### [Extract provided]
..........
Pat Murphy exclusive: 'The BBC is beleaguered. We can't stay preserved in aspic – we need live sport'

Pat Murphy exclusive: 'The BBC is beleaguered. We can't stay preserved in aspic – we need live sport' - SHUTTERSTOCK
Pat Murphy exclusive: 'The BBC is beleaguered. We can't stay preserved in aspic – we need live sport' - SHUTTERSTOCK

The incumbent – at time of writing – Prime Minister spoke to the Telegraph recently about her wish to reverse “Britain’s current trajectory of managed decline”. Even a stopped clock gives the right time twice a day; and Liz Truss is onto something here. Something in the cultural mood suggests that things ain’t what they used to be.

To give an example relevant to the interests of this column, many Telegraph Sport readers have told us that the recent decision by the BBC to axe the football results on Saturday’s radio programme Sports Report was the latest bit of evidence that the country is going to the dogs. But Sports Report stalwart Pat Murphy, in a lovingly curated, profoundly researched new book about the history of the show, and on the phone to this writer the other day, launches a spirited defence that not all change is for the worse.

Sports Report began in 1948 on the Light Programme, and there it was on my iPad on Saturday: the unmistakable signature tune, Mark Chapman, a brisk, authoritative, comprehensive round-up of the day’s sporting events, scores and stories in 30 minutes. No classified results, but Chapman instead rattling through them while relaying the key information from each league. “It is progress, it is evolutionary,” Murphy says.

“If we remained preserved in aspic, people would be criticising us for being stuck in a time warp. If you listen to Sports Report from 10 years ago, it sounded very different.”
..........
### [Brief a]
In the article about the BBC's Sports Report, in what year and on which station did the program begin?
The records that come next are unrelated to the article.

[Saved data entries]
..........
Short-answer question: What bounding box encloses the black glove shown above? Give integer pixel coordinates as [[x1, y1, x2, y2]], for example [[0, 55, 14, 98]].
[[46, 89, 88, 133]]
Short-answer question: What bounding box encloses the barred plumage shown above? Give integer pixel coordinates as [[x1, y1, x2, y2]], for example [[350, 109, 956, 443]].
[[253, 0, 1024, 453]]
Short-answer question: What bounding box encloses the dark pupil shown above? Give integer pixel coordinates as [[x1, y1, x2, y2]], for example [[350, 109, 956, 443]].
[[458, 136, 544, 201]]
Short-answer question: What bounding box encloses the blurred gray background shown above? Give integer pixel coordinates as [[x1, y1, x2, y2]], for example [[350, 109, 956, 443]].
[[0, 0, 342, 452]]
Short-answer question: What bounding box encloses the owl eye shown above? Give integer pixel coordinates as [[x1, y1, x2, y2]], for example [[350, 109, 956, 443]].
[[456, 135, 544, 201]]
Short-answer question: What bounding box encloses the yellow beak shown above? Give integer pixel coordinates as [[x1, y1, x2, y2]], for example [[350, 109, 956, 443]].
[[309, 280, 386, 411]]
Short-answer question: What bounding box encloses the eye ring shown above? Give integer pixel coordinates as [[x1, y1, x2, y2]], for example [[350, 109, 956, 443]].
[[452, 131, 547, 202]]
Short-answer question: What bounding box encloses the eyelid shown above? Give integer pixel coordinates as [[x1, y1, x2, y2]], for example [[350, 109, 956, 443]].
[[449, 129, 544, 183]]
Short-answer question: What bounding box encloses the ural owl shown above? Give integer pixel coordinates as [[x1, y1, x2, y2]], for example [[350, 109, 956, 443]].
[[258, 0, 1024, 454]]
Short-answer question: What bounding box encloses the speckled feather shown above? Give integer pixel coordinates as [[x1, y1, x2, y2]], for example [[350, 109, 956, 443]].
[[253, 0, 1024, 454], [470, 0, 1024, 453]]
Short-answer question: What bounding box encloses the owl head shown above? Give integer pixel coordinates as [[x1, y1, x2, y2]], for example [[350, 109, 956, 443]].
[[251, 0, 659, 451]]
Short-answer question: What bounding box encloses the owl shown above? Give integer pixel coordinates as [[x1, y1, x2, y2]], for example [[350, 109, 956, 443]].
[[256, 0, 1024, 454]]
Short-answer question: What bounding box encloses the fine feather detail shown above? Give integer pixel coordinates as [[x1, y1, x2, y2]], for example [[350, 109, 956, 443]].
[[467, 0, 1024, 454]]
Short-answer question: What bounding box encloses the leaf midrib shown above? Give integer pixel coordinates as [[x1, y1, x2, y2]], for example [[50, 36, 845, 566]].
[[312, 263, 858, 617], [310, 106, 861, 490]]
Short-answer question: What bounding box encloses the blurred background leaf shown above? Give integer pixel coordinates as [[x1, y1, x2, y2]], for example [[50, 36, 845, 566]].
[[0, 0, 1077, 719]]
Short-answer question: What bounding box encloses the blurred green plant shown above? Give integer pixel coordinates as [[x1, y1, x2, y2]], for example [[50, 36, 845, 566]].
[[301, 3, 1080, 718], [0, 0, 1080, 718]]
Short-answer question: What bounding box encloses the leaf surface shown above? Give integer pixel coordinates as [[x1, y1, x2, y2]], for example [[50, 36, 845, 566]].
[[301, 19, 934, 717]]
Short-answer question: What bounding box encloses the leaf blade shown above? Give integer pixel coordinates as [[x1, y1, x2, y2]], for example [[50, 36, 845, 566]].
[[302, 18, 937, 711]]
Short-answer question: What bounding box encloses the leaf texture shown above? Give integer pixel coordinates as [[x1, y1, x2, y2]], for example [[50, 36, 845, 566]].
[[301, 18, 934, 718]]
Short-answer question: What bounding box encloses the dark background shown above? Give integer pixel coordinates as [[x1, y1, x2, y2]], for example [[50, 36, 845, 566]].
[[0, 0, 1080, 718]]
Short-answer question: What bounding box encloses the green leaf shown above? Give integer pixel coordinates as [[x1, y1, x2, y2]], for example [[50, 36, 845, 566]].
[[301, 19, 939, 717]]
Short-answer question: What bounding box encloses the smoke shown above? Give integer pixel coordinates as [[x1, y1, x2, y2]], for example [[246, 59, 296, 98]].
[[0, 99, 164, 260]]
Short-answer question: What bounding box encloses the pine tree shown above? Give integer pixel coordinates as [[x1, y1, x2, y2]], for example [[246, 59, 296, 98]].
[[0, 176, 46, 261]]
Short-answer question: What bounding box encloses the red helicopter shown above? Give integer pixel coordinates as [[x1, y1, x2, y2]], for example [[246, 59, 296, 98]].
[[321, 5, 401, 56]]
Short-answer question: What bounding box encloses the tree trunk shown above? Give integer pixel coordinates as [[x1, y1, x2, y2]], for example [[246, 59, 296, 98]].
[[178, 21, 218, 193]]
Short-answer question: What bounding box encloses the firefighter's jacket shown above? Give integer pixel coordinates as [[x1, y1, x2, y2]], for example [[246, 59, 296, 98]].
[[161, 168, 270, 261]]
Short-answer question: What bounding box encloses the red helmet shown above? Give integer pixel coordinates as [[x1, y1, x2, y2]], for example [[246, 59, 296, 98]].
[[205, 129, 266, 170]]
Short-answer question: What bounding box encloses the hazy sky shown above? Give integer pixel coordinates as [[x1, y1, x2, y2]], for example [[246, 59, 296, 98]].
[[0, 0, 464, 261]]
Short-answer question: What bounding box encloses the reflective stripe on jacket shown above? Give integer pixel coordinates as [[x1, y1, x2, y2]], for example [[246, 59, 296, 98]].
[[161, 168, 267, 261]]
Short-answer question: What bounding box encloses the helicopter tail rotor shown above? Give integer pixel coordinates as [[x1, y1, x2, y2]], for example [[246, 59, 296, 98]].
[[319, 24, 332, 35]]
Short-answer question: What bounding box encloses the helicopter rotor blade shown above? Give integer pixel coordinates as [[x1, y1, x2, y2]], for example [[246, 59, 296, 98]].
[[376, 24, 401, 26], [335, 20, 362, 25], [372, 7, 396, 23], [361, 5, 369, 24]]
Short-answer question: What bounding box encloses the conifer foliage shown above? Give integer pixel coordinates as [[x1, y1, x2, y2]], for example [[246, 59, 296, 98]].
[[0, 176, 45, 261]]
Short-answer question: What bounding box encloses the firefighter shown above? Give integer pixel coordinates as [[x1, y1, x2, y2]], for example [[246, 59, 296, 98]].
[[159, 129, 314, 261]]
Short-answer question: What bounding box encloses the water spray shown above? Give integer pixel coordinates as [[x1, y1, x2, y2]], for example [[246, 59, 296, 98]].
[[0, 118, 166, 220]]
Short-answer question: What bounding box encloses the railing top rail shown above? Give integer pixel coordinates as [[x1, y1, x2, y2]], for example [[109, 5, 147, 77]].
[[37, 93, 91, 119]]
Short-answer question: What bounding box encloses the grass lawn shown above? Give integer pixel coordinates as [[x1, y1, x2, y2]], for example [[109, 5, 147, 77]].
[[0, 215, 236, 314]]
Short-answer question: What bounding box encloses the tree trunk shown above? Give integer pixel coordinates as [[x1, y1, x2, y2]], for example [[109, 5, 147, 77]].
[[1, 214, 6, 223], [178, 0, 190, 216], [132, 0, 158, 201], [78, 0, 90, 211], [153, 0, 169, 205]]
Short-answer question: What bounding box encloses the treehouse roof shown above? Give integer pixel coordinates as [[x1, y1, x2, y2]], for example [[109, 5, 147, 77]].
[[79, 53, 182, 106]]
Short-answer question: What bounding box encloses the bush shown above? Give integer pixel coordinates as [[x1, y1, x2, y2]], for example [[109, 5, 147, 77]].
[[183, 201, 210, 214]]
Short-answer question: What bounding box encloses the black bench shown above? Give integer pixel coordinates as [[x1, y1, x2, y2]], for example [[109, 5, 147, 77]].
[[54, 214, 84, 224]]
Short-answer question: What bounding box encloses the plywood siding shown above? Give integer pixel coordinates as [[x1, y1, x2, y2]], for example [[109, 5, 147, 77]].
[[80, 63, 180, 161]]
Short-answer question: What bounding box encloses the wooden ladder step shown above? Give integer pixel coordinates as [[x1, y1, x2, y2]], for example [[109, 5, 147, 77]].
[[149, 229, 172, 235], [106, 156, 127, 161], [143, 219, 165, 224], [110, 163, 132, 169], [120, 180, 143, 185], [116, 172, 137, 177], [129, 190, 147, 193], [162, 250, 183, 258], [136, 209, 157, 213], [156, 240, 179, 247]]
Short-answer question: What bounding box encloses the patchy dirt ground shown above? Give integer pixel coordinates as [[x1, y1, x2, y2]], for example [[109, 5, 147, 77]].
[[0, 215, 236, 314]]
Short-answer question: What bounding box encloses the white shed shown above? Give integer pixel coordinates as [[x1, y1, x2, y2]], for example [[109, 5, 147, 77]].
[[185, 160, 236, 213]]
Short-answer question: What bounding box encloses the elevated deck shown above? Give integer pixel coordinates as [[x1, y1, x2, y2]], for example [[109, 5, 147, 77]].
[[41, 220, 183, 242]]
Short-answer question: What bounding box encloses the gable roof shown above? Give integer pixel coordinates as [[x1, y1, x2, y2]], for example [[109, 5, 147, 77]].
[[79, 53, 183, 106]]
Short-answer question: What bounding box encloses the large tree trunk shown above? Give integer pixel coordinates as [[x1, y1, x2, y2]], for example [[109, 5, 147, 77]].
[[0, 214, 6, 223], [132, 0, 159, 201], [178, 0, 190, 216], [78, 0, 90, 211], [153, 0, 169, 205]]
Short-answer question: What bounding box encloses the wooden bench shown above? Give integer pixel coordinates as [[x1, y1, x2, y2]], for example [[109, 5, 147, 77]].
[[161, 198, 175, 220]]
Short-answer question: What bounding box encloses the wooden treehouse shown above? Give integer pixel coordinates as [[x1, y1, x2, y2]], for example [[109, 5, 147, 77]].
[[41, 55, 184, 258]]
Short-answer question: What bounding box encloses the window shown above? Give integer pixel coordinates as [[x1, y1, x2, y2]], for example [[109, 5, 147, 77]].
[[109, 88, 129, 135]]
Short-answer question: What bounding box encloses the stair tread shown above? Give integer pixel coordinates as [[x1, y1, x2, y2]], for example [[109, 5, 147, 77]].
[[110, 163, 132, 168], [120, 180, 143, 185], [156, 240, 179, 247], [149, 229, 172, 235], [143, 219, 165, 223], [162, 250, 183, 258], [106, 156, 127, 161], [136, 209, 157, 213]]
..........
### [Brief b]
Format as a JSON list of strings, one per line with blank lines omitted, the records between the line containing "Short-answer question: What bounding box encloses the treehouse" and the line containing "[[183, 201, 210, 214]]", inclusive.

### [Written response a]
It began in 1948 on the Light Programme.

### [Written response b]
[
  "Short-answer question: What bounding box encloses the treehouse roof shown above? Give integer pixel coordinates as [[x1, y1, x2, y2]], for example [[109, 5, 147, 77]].",
  "[[79, 53, 182, 106]]",
  "Short-answer question: What bounding box encloses the bush shown above? Give integer pixel coordinates as [[x1, y1, x2, y2]], for example [[109, 5, 147, 77]].",
  "[[183, 201, 210, 214]]"
]